Data supplied »
====

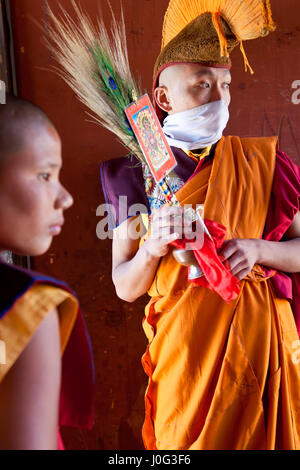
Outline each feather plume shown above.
[45,0,145,162]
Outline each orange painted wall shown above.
[10,0,300,449]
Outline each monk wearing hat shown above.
[102,0,300,450]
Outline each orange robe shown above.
[143,137,300,450]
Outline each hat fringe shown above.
[212,13,229,57]
[240,41,254,75]
[162,0,276,74]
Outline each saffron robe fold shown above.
[0,262,94,448]
[143,137,300,450]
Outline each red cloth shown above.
[173,220,240,302]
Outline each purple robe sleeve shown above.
[263,150,300,332]
[100,156,150,230]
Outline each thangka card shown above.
[125,95,177,183]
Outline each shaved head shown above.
[154,63,231,116]
[0,95,54,164]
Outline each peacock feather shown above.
[46,0,145,162]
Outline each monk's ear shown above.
[154,86,172,113]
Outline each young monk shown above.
[0,97,91,450]
[102,0,300,450]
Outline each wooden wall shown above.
[6,0,300,450]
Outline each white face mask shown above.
[163,100,229,150]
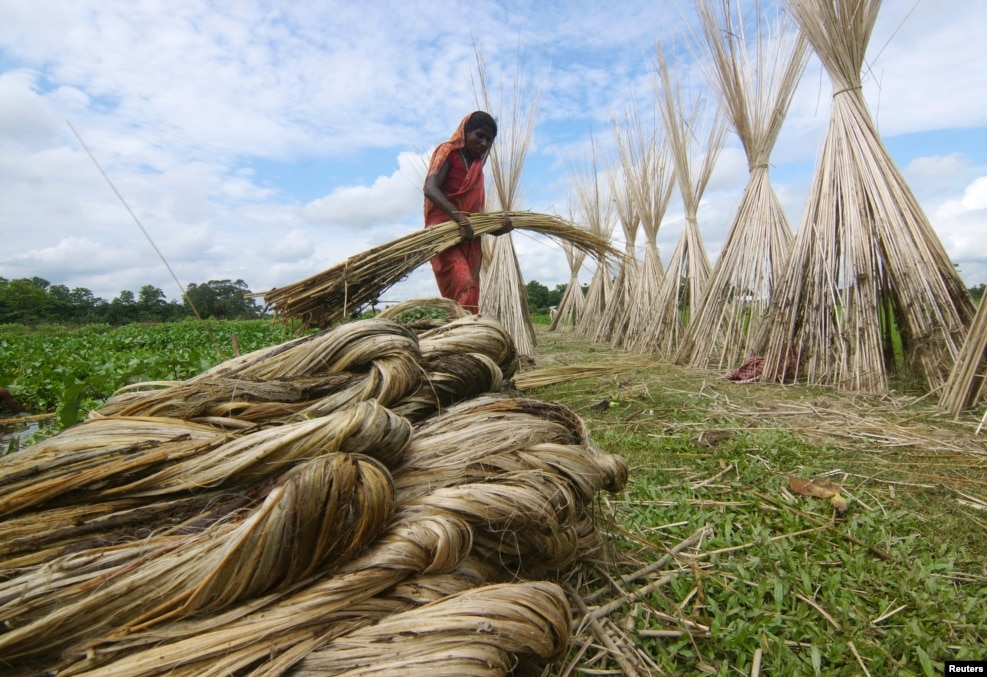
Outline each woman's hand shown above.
[455,212,473,242]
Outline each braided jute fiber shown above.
[58,508,473,677]
[197,319,418,380]
[0,453,393,662]
[100,319,423,422]
[288,581,570,677]
[0,401,411,516]
[391,353,504,422]
[99,316,518,429]
[418,315,518,379]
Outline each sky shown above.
[0,0,987,301]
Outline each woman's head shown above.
[464,110,497,159]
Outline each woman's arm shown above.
[424,160,473,241]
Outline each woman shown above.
[424,111,512,313]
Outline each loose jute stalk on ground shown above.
[264,212,615,327]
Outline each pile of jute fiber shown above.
[0,316,627,677]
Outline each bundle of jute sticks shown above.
[263,212,619,327]
[0,316,627,677]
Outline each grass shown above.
[0,322,987,675]
[529,324,987,675]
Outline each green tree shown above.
[0,277,48,324]
[137,284,171,320]
[548,284,569,308]
[103,289,138,325]
[185,280,260,320]
[525,280,551,314]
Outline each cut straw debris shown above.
[264,212,614,327]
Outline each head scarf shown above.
[425,111,490,223]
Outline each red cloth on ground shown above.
[425,113,487,313]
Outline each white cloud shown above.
[302,153,427,228]
[0,0,987,304]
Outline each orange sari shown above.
[425,113,487,313]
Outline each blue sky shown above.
[0,0,987,300]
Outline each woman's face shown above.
[466,125,494,160]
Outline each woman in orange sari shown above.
[424,111,512,313]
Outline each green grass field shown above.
[0,321,987,675]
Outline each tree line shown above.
[0,277,262,326]
[0,277,984,326]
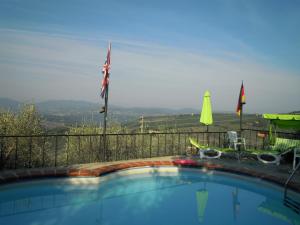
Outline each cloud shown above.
[0,29,300,113]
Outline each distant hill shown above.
[0,98,198,127]
[0,98,198,116]
[0,98,22,111]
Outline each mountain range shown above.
[0,98,198,126]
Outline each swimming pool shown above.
[0,167,300,225]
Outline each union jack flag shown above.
[101,43,111,98]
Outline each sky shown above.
[0,0,300,113]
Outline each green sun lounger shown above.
[253,138,300,165]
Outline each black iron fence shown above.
[0,130,300,169]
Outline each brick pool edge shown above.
[0,160,300,193]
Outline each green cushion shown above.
[189,138,207,149]
[271,138,300,152]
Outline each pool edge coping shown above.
[0,160,300,193]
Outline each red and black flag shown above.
[101,43,111,98]
[236,82,246,116]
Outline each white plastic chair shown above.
[227,131,246,150]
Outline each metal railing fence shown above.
[0,130,300,170]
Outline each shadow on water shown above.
[0,167,300,225]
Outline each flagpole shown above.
[103,85,109,160]
[240,104,243,133]
[103,85,109,136]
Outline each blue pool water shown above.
[0,167,300,225]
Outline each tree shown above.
[0,104,43,168]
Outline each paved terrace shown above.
[0,156,300,193]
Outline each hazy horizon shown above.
[0,0,300,113]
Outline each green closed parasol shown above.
[200,91,213,145]
[200,91,213,129]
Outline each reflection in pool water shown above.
[0,168,300,225]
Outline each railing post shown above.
[15,137,19,169]
[149,134,152,158]
[88,136,93,163]
[67,136,70,166]
[116,134,120,160]
[165,133,167,156]
[54,136,58,167]
[177,133,182,155]
[142,133,145,158]
[28,136,32,168]
[157,134,160,156]
[77,136,82,163]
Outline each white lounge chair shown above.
[227,131,246,150]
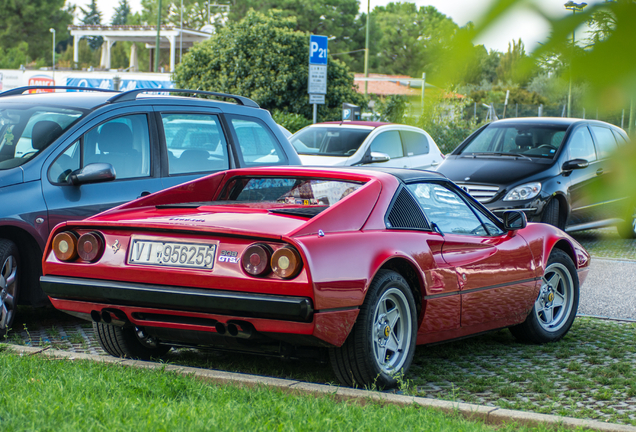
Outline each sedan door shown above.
[408,182,540,330]
[42,108,162,230]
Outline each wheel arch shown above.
[374,257,424,327]
[0,225,48,306]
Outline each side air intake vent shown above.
[387,187,430,229]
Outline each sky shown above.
[70,0,602,52]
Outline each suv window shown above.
[49,114,150,183]
[161,113,229,174]
[0,107,82,169]
[231,117,284,166]
[592,126,616,159]
[568,127,596,162]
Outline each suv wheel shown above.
[0,239,19,336]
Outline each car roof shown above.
[231,165,450,182]
[311,120,393,128]
[489,117,590,126]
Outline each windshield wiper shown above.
[472,152,532,161]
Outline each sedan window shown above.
[371,131,404,159]
[400,131,429,156]
[592,126,616,159]
[568,127,596,162]
[290,126,371,157]
[407,183,489,236]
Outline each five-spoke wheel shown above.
[329,270,417,388]
[510,249,579,343]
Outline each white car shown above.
[289,121,444,169]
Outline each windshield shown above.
[0,105,83,169]
[460,122,567,158]
[219,177,363,206]
[289,126,372,157]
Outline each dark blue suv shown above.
[0,87,300,335]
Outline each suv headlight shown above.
[504,182,541,201]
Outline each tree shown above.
[229,0,366,70]
[0,0,73,64]
[371,3,460,79]
[80,0,104,51]
[496,39,534,85]
[110,0,132,25]
[173,10,364,120]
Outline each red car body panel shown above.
[43,167,589,352]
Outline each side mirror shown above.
[503,210,528,231]
[370,152,391,163]
[69,163,116,186]
[561,159,590,171]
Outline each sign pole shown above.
[307,35,328,124]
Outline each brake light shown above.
[272,246,302,279]
[241,243,272,276]
[77,232,104,262]
[53,231,77,261]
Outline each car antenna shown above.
[431,222,444,237]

====

Exercise aim » Copy every line of the material above word for word, omitting the pictures.

The response »
Outline each feather plume shown above.
[45,0,145,162]
Outline each orange painted wall shown above.
[10,0,300,449]
Outline each monk wearing hat shown above.
[102,0,300,450]
Outline each orange robe shown above.
[143,137,300,450]
Outline each hat fringe shown above.
[212,13,229,57]
[240,41,254,75]
[162,0,276,74]
Outline each saffron robe fold shown above.
[0,262,94,448]
[143,137,300,450]
Outline each red cloth shown above.
[173,220,240,302]
Outline each purple robe sleeve shown above.
[263,150,300,332]
[100,156,150,230]
Outline each thangka card shown above.
[125,95,177,183]
Outline each shaved head shown above.
[154,63,231,116]
[0,95,54,164]
Outline each peacock feather shown above.
[46,0,145,162]
Outline each monk's ear shown above.
[154,86,172,113]
Outline each young monk shown above.
[0,97,91,450]
[102,0,300,450]
Outline each wooden wall shown above.
[6,0,300,450]
Outline each white face mask shown above.
[163,100,229,150]
Outline each woman's hand shown above.
[455,212,473,242]
Outline each braided jute fiber shown above.
[58,508,473,677]
[197,319,418,380]
[0,453,393,662]
[100,319,423,422]
[288,581,570,677]
[0,401,411,516]
[391,353,504,422]
[99,316,518,429]
[418,315,518,379]
Outline each sky shown above.
[0,0,987,301]
Outline each woman's head shown above.
[464,110,497,159]
Outline each woman's arm shown above.
[424,160,473,241]
Outline each woman shown above.
[424,111,512,313]
Outline each loose jute stalk on ground shown above.
[264,212,615,327]
Outline each pile of jute fiber shown above.
[0,316,627,677]
Outline each bundle of jute sticks shown above.
[263,212,619,327]
[0,316,627,677]
Outline each grass shown above.
[0,322,987,675]
[529,324,987,675]
Outline each green tree shown above.
[0,277,48,324]
[137,284,171,320]
[548,284,569,308]
[103,289,138,325]
[185,280,260,320]
[525,280,551,314]
Outline each cut straw debris shown above.
[264,212,614,327]
Outline each head scarf shown above.
[425,111,490,223]
Outline each red cloth on ground shown above.
[425,113,487,313]
Outline each white cloud shown above.
[302,153,427,228]
[0,0,987,304]
Outline each orange sari shown above.
[425,113,487,313]
Outline each blue sky shown above.
[0,0,987,300]
Outline each woman's face shown above.
[466,125,494,160]
Outline each woman in orange sari shown above.
[424,111,512,313]
Outline each green grass field shown above.
[0,321,987,675]
Outline each tree line shown above.
[0,277,262,326]
[0,277,984,326]
Outline each cloud shown above.
[0,29,300,113]
Outline each distant hill shown above.
[0,98,198,127]
[0,98,198,116]
[0,98,22,111]
Outline each mountain range shown above.
[0,98,198,126]
Outline each swimming pool shown above.
[0,167,300,225]
Outline each union jack flag shown above.
[101,43,111,98]
Outline each sky shown above.
[0,0,300,113]
Outline each green sun lounger shown above.
[253,138,300,165]
Outline each black iron fence shown above.
[0,130,300,169]
Outline each brick pool edge shown above.
[0,160,300,193]
Outline each green cushion shown above.
[189,138,207,149]
[271,138,300,152]
Outline each pool edge coping shown above.
[0,160,300,193]
Outline each red and black flag shown above.
[101,43,111,98]
[236,82,246,116]
Outline each white plastic chair shown above.
[227,131,246,150]
Outline each metal railing fence shown above.
[0,130,300,170]
Outline each shadow on water shown above.
[0,167,300,225]
Outline each flagpole shown above.
[103,85,109,160]
[240,104,243,133]
[103,85,109,136]
Outline each blue pool water shown above.
[0,167,300,225]
Outline each tree shown above.
[0,104,43,168]
Outline each paved terrace shown above.
[0,156,300,193]
Outline each hazy horizon shown above.
[0,0,300,113]
Outline each green closed parasol shown above.
[200,91,213,145]
[200,91,213,129]
Outline each reflection in pool water shown above.
[0,168,300,225]
Outline each railing post shown above.
[15,137,19,169]
[149,134,152,158]
[88,136,93,163]
[67,136,70,166]
[116,134,120,160]
[165,133,167,156]
[54,136,58,167]
[177,133,182,155]
[142,133,145,158]
[28,136,32,168]
[157,134,160,156]
[77,136,82,163]
Outline each white lounge chair shown above.
[227,131,246,150]
Outline each sedan door shown above.
[408,182,540,330]
[42,108,162,230]
Outline each wheel arch shown above.
[374,257,424,327]
[0,225,48,306]
Outline each side air intake vent shown above.
[387,187,430,229]
Outline each sky shown above.
[70,0,602,52]
Outline each suv window shown above.
[49,114,150,183]
[161,113,229,174]
[0,107,82,169]
[231,117,284,166]
[592,126,616,159]
[568,127,596,162]
Outline each suv wheel shown above.
[0,239,19,336]
Outline each car roof shown above.
[231,165,450,182]
[311,120,393,128]
[489,117,590,126]
Outline each windshield wiper shown above.
[472,152,532,161]
Outline each sedan window shown above.
[371,131,404,159]
[400,131,429,156]
[592,126,616,159]
[568,127,596,162]
[290,126,371,157]
[407,183,489,236]
Outline each five-spoke wheel shown above.
[329,270,417,388]
[510,249,579,343]
Outline each white car shown above.
[289,121,444,169]
Outline each windshield shown above.
[0,105,83,169]
[460,122,567,158]
[219,177,363,206]
[289,126,372,157]
Outline each dark blue suv shown above.
[0,87,300,335]
Outline each suv headlight shown above.
[504,182,541,201]
Outline each tree shown above.
[229,0,366,70]
[0,0,73,64]
[371,3,460,79]
[80,0,104,51]
[496,39,534,85]
[110,0,132,25]
[173,10,364,120]
Outline each red car body panel shown above.
[43,167,589,352]
Outline each side mirror shown above.
[503,210,528,231]
[370,152,391,163]
[69,163,116,186]
[561,159,590,171]
Outline each sign pole shown above.
[307,35,328,124]
Outline each brake light shown above.
[272,246,302,279]
[241,243,272,276]
[77,232,104,262]
[53,231,77,261]
Outline each car antenna shown above.
[431,222,444,237]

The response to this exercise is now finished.